» Problem description: Copy every line of the records below word for word, leaving the pictures out.

(Dataset rows showing where objects appear)
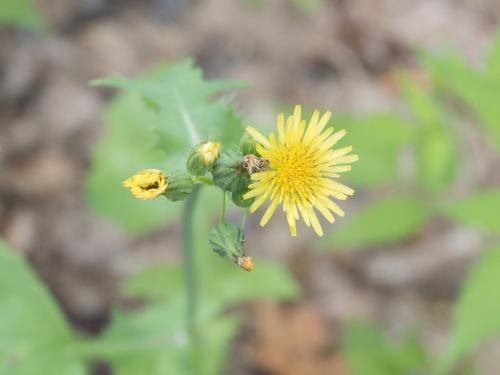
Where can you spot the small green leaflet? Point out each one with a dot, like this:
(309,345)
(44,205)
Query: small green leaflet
(480,210)
(477,311)
(20,13)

» Exercise response:
Where can you spot the small green leaflet? Point out each one with a dot, like this:
(309,345)
(44,205)
Query: small green leaflet
(480,210)
(477,311)
(20,13)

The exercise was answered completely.